== Work item ==
Please copy every line below that contains the string "hair".

== Exercise data ==
....

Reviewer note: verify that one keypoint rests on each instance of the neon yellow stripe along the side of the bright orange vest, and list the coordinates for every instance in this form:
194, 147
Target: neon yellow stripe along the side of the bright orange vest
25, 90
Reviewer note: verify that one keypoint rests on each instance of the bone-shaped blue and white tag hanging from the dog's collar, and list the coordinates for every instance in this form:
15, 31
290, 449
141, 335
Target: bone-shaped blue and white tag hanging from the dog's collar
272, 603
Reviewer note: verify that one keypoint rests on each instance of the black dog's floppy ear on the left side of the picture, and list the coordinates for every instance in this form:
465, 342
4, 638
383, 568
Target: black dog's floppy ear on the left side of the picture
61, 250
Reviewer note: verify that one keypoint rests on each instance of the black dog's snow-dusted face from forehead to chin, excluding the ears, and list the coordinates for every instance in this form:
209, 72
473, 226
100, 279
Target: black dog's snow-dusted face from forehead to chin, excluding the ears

....

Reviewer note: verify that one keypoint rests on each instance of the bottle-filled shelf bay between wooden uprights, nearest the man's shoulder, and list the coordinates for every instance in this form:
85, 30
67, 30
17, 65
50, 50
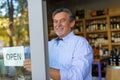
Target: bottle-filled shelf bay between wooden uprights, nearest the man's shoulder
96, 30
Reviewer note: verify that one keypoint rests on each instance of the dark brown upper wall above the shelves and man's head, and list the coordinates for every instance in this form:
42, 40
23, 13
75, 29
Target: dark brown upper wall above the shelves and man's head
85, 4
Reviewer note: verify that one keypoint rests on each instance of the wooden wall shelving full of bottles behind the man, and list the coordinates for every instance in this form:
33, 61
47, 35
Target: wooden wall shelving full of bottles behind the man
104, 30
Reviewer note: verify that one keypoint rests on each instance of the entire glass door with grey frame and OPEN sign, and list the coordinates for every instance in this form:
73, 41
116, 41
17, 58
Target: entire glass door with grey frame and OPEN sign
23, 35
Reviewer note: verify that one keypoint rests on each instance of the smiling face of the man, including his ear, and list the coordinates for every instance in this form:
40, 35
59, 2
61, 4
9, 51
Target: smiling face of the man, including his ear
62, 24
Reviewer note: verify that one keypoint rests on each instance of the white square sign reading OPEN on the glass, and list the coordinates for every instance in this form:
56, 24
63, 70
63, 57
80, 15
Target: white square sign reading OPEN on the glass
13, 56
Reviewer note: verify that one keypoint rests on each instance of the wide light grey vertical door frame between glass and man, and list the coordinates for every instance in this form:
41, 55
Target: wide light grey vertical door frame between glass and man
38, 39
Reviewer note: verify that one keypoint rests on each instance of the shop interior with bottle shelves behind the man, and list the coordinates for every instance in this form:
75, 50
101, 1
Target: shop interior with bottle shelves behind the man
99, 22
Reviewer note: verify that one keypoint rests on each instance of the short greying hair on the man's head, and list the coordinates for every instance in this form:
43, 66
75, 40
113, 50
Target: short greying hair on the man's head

....

== Answer below ==
Reviewer note: verify that one keypoint rests on each instance of the short greying hair on the man's head, and list the coordinates for every instance in this form:
Target: short greying hair on the man's head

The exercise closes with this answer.